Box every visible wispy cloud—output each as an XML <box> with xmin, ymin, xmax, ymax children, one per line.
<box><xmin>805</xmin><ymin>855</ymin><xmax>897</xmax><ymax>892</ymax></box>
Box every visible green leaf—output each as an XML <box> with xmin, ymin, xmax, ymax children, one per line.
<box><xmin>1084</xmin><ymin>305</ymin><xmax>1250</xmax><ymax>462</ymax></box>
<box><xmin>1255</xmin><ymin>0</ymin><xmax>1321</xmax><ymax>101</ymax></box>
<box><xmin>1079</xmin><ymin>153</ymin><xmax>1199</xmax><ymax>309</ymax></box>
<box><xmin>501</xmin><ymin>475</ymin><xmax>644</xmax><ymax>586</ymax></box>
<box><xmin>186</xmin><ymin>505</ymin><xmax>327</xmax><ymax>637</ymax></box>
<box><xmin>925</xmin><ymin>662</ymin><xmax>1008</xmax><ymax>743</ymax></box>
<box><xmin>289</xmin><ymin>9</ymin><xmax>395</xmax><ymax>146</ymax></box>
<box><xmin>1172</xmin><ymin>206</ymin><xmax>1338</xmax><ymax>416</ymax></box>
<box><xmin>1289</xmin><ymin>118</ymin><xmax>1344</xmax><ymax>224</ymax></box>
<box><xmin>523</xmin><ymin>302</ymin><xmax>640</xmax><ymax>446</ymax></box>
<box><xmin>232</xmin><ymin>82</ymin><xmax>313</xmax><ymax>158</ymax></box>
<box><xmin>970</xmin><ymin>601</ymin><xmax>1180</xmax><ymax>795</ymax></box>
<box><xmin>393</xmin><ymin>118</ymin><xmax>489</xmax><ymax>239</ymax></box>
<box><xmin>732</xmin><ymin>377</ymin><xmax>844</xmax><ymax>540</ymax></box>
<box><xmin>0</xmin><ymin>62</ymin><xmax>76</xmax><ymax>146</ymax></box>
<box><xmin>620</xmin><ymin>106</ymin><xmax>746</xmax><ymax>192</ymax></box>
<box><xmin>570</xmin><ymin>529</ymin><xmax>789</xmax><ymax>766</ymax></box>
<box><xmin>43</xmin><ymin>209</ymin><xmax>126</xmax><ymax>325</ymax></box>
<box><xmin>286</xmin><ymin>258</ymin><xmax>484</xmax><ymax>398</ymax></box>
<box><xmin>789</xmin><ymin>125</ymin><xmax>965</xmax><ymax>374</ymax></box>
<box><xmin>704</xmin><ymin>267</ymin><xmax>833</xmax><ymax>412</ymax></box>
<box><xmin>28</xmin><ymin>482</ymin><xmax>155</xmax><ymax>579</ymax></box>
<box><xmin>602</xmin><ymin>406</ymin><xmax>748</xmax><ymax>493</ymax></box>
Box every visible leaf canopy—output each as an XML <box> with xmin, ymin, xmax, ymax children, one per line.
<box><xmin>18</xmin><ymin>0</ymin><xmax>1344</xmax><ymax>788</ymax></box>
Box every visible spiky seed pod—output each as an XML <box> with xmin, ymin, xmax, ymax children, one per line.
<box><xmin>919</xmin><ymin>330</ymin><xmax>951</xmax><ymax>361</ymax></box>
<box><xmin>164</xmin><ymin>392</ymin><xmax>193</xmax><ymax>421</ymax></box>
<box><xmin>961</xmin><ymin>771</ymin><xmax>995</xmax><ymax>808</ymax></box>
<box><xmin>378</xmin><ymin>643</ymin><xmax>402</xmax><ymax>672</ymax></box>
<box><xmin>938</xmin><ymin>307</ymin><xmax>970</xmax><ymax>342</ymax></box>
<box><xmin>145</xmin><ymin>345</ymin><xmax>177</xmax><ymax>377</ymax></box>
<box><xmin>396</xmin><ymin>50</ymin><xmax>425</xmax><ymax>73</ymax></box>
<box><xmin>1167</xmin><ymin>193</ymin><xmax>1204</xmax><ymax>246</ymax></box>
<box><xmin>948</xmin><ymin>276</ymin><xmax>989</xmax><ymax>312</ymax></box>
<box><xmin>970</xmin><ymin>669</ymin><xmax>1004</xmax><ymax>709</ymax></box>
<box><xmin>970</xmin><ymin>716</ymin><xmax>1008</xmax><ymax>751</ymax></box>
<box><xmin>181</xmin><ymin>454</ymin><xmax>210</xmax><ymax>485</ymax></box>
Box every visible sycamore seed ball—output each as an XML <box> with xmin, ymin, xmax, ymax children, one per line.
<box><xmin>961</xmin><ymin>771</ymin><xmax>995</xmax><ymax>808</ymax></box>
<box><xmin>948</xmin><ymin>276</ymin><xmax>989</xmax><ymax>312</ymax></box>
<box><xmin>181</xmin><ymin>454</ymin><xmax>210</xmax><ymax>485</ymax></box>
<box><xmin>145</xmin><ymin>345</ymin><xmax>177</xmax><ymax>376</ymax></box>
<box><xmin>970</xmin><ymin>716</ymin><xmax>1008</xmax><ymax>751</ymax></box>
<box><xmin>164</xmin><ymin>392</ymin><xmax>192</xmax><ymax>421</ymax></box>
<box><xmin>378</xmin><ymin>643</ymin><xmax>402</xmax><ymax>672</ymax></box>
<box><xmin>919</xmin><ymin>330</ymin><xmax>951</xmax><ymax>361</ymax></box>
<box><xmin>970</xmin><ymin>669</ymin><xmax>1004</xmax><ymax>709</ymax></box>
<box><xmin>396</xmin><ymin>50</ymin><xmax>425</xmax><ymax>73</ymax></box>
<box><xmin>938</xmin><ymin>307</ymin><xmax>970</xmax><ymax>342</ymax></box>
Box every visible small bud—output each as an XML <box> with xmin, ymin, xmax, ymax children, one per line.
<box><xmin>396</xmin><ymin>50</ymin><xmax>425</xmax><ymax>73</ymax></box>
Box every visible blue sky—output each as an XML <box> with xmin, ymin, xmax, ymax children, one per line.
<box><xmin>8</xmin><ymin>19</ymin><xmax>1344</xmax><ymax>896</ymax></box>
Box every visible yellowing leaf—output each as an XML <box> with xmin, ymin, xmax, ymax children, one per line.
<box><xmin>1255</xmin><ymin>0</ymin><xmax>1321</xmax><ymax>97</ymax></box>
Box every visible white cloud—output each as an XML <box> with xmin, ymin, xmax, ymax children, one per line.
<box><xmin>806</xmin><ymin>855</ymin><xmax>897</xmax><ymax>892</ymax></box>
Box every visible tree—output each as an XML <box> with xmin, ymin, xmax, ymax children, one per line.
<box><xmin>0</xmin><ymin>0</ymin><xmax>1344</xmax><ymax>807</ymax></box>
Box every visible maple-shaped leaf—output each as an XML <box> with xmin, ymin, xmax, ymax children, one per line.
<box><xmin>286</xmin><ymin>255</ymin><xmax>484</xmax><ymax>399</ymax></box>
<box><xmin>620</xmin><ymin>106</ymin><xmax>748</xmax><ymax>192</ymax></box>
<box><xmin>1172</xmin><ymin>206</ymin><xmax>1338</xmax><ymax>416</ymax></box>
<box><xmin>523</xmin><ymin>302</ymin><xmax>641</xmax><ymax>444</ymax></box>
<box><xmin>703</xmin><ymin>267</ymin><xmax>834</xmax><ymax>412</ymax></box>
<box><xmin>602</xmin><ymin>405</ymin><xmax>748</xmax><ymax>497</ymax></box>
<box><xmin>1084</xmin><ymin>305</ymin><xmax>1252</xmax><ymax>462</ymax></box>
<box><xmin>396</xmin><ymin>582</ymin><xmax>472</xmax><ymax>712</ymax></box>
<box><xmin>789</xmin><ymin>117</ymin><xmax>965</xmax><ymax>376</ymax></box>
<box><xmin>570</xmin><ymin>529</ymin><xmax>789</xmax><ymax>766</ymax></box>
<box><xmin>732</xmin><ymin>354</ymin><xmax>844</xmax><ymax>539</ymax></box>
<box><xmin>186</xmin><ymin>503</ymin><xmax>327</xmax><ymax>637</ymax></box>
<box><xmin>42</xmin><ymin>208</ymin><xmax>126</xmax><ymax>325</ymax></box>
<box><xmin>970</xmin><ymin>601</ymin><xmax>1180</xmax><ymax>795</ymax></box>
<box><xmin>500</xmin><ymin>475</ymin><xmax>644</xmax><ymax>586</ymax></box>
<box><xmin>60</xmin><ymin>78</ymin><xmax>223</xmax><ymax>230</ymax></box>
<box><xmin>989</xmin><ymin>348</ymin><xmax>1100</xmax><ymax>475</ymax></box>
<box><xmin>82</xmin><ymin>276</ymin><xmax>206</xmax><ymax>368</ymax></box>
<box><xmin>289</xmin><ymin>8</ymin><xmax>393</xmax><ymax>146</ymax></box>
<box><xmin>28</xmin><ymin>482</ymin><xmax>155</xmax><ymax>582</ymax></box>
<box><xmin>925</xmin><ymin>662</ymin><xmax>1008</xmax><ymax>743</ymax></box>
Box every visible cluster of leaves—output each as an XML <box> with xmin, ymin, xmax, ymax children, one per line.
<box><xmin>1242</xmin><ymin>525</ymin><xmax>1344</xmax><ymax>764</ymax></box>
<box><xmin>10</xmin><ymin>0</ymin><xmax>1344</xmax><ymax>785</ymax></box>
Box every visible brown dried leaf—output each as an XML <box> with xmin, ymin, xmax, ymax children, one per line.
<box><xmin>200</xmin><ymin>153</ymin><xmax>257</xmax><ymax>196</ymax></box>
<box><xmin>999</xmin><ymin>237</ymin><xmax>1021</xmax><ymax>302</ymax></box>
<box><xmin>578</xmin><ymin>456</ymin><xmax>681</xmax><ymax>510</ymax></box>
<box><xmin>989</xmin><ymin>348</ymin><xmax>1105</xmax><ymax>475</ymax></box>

■ ■ ■ ■ ■ ■ ■

Por favor, reúne todas las líneas de las entradas de arriba que contengan la palabra "seed" y cópialas completas. Ten en cuenta que se distinguen mayúsculas y minúsculas.

§ **Respuesta del ejercicio**:
Box every visible spiky seed pod—output each as an XML <box> with xmin, ymin, xmax, ymax children, one per line.
Box every visible sycamore seed ball—output each as an XML <box> with xmin, ymin, xmax, ymax children, one per line.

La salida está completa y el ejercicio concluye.